- Written task
Write out exactly the lines below that run from the line containing "Shelf-audit tool: tag the hanging star" through the last line of the records.

- Information provided
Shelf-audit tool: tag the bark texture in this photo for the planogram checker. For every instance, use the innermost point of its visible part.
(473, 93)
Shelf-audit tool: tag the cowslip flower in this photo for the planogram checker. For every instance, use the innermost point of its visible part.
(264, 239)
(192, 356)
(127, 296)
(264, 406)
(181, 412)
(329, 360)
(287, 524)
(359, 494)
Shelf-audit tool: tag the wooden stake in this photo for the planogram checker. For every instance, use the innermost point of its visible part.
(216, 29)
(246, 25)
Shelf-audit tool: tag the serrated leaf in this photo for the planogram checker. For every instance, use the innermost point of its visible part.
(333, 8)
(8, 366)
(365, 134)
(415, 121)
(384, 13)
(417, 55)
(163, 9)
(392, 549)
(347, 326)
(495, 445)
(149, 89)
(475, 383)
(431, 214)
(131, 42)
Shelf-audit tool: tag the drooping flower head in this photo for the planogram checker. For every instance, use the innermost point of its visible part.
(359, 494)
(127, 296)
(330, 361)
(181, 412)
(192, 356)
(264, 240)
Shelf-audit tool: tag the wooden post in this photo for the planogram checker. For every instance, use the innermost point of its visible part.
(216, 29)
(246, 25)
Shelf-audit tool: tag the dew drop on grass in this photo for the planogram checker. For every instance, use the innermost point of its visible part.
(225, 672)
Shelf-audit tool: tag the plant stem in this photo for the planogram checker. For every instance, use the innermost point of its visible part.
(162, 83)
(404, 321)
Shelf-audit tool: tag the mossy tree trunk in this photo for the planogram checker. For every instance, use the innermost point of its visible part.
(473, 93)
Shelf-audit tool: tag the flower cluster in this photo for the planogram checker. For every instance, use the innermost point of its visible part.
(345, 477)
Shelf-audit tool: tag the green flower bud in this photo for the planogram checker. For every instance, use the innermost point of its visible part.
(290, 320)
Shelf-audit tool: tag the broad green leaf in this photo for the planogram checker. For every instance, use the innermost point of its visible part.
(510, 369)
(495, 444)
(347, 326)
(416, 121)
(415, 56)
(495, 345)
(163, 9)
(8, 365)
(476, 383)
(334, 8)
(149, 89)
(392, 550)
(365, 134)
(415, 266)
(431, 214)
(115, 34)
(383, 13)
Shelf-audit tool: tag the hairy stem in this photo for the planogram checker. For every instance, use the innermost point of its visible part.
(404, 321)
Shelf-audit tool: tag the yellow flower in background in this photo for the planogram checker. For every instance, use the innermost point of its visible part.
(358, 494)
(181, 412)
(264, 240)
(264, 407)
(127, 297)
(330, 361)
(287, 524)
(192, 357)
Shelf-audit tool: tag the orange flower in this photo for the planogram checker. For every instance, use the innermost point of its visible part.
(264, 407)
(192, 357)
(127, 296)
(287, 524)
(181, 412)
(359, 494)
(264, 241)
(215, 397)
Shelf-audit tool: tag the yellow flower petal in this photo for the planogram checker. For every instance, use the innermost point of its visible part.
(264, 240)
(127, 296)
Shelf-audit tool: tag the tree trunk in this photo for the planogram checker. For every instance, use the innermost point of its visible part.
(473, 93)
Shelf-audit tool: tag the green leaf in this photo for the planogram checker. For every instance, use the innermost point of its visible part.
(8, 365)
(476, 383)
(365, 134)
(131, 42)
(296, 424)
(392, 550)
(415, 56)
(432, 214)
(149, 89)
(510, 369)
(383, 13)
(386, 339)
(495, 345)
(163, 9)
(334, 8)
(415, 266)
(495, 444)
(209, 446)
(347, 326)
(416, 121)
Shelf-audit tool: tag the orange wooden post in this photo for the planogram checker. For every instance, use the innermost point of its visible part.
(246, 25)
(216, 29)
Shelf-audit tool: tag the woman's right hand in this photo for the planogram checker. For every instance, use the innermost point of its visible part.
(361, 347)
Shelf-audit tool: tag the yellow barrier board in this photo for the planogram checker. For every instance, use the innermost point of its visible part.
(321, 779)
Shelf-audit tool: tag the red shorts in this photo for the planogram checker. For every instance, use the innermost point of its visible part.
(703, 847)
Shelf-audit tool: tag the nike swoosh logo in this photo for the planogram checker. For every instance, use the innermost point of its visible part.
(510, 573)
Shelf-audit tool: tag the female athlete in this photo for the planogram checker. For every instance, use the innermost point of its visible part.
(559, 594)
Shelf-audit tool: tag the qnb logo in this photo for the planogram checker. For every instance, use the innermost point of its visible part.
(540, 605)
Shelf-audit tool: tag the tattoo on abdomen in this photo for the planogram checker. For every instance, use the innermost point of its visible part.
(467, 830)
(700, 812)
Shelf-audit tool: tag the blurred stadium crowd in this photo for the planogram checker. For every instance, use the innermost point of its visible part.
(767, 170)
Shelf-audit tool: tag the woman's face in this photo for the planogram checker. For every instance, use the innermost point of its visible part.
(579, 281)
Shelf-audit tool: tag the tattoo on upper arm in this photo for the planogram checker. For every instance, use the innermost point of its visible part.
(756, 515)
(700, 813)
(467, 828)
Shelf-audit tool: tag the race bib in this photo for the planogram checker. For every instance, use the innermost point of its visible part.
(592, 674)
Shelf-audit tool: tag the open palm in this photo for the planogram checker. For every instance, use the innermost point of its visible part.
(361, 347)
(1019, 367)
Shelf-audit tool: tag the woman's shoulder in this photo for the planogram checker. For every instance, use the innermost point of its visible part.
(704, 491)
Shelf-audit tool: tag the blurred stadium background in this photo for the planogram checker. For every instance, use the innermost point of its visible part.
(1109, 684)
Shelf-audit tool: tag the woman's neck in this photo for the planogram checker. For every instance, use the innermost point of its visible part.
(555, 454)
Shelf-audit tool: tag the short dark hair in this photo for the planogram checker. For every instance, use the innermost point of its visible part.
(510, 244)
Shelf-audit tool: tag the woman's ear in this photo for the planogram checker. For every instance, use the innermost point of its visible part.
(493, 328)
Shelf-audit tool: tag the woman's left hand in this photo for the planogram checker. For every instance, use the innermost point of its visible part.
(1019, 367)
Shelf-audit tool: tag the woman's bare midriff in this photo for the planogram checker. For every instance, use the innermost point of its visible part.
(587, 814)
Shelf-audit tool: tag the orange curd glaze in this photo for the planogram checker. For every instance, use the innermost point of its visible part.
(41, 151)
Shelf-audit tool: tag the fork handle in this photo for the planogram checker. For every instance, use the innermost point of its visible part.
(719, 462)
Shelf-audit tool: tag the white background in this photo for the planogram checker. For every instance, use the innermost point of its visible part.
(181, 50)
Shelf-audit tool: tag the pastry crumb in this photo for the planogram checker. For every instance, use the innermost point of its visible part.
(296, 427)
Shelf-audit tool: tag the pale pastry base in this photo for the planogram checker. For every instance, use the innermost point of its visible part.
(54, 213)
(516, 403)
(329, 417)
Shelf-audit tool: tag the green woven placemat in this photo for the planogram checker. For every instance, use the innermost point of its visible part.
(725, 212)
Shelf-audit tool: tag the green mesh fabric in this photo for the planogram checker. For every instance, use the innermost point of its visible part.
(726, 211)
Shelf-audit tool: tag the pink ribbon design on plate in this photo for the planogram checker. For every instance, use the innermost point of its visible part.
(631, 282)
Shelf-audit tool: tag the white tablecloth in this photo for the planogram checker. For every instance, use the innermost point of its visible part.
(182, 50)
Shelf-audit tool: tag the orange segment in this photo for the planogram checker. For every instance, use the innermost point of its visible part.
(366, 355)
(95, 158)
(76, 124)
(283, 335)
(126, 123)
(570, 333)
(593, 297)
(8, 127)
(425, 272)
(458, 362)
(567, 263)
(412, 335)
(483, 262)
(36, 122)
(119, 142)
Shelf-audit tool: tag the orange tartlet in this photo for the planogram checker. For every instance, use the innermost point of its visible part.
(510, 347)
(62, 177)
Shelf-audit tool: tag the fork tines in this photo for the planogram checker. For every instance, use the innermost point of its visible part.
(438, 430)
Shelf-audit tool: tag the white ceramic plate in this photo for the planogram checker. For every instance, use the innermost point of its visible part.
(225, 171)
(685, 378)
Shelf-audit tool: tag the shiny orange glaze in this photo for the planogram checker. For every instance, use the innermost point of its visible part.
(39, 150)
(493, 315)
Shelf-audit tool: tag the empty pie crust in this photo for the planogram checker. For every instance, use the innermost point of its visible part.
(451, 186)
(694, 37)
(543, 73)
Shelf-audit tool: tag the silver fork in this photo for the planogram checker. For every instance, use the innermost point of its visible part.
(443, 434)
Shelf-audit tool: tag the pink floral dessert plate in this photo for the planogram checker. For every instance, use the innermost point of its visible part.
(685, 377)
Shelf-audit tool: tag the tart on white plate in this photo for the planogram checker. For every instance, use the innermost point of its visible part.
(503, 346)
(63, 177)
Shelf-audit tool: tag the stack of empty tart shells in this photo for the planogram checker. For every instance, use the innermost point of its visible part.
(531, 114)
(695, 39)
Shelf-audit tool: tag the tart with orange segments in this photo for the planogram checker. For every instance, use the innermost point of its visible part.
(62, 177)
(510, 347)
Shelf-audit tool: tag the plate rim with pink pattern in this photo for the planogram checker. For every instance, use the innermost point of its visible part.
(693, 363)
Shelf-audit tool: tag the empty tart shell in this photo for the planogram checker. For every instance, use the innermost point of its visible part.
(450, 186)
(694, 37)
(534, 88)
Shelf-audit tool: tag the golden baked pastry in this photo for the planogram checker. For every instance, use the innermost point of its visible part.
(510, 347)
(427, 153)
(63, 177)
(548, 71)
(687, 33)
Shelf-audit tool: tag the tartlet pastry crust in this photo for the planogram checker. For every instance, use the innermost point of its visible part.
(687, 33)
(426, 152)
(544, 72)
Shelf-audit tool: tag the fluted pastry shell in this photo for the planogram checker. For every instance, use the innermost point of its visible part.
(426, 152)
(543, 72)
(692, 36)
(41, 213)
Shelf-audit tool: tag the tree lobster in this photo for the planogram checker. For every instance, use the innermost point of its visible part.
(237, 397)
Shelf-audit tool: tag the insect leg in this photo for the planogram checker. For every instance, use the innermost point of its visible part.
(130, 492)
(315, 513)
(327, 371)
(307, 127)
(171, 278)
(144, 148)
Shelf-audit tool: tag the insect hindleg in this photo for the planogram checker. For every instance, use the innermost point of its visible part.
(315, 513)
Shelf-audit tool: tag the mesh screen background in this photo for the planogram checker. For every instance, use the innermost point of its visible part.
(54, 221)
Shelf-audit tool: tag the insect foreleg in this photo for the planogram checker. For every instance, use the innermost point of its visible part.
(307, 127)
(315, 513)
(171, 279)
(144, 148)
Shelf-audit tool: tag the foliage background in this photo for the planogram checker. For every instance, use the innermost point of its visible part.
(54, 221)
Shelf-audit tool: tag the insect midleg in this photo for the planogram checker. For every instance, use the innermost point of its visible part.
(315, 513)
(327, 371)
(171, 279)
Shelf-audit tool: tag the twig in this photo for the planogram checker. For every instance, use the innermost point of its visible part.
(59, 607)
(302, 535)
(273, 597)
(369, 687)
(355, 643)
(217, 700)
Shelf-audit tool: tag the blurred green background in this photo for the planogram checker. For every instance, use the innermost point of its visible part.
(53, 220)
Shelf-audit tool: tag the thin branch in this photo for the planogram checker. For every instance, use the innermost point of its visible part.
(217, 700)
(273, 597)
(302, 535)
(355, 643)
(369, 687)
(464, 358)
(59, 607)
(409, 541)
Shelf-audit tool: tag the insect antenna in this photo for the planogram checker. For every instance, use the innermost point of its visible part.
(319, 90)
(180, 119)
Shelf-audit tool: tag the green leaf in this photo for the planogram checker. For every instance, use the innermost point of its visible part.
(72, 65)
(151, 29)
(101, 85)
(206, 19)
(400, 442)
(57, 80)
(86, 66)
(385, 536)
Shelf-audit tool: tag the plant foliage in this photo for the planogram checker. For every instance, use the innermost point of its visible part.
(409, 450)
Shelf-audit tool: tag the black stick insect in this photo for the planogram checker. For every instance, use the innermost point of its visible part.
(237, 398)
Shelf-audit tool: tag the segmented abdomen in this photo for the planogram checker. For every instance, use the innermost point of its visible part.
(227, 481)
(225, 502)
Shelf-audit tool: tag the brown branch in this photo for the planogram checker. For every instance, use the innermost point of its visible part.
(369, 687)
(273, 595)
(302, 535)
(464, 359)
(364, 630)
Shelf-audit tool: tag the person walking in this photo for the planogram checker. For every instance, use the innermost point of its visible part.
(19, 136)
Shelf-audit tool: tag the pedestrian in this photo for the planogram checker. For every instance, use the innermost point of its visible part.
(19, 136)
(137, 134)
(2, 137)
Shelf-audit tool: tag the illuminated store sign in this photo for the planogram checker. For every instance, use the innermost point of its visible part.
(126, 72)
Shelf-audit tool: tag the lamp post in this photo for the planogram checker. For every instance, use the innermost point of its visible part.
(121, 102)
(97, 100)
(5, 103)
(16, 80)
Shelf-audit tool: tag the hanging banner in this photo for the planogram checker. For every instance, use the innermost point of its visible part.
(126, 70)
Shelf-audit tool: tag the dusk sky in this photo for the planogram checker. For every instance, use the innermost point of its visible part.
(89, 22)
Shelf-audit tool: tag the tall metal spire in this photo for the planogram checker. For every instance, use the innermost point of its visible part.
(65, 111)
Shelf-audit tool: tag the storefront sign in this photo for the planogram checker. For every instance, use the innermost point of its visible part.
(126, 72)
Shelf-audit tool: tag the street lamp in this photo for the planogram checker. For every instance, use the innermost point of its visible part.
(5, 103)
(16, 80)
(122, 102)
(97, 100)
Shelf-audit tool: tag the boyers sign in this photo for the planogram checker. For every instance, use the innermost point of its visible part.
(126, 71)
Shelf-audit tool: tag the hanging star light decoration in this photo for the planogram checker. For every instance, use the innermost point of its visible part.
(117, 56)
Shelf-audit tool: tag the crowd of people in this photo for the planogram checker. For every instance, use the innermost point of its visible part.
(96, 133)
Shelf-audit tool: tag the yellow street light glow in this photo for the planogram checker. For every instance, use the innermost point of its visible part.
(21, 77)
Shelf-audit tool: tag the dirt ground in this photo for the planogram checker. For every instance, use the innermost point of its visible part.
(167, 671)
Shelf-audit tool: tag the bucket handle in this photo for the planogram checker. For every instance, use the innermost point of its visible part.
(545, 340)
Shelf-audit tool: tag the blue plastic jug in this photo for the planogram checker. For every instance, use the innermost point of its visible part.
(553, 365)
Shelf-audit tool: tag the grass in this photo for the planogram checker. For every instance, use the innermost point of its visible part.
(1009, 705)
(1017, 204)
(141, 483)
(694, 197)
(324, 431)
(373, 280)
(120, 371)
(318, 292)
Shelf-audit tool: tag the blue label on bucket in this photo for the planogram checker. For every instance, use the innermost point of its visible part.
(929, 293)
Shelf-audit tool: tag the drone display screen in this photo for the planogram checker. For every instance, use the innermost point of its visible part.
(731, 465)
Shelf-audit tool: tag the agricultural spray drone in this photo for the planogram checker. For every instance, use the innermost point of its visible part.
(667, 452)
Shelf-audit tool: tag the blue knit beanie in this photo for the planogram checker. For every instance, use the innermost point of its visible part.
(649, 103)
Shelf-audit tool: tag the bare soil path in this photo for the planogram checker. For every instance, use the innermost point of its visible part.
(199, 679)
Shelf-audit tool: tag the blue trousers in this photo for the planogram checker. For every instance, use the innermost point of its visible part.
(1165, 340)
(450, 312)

- Right answer
Shelf-audit tool: tag the hanging star light decoration in this photo for the planogram checker. For every instance, use the innermost point of its visible part.
(117, 56)
Shelf-audit tool: tag the crowd of people in this photo for the planogram checker. For every instance, use the innermost point of its visible part.
(96, 133)
Shelf-audit tool: tag the yellow street light glow in this photo for the planogram checker. For every instance, use the innermost point of its visible part.
(21, 77)
Shelf-audit tool: tag the dirt ground in this photo for the planogram checker. For every instance, use the innermost point of its visible part.
(167, 671)
Shelf-audit tool: tag the bucket handle in this photo for the planogram checker. For every instance, use the innermost point of its visible part.
(545, 340)
Shelf-audit tool: tag the blue plastic jug in this photo for the planogram checker. For every instance, use the innermost point of its visible part.
(553, 365)
Shelf-audit tool: tag the grass in this photo for the planogram checker. For every instance, use the innermost point of its visible part.
(1009, 705)
(1017, 204)
(141, 483)
(694, 197)
(324, 431)
(373, 280)
(120, 371)
(318, 292)
Shelf-audit tool: tag the blue label on bucket in this photo for the planogram checker. For every instance, use the innermost point of its visible part.
(929, 293)
Shelf-audit tool: tag the drone display screen in this photo for the planogram checker. For every instance, use the innermost point of its visible part.
(731, 465)
Shelf-audit tool: tag the agricultural spray drone in this photo for the planogram checker. For every instance, use the innermost point of its visible part.
(667, 452)
Shelf-audit tool: tag the blue knit beanie in this photo for the planogram checker. For every instance, use the innermost point of its visible part.
(649, 103)
Shelf-audit tool: tag the bare soil path in this photo for the planogram checker. For every instance, use the innermost point of its visible part.
(199, 679)
Shelf-audit tool: tag the blue trousers in this photo for the planogram checker. For every instance, use the innermost point of its visible part.
(1165, 340)
(450, 312)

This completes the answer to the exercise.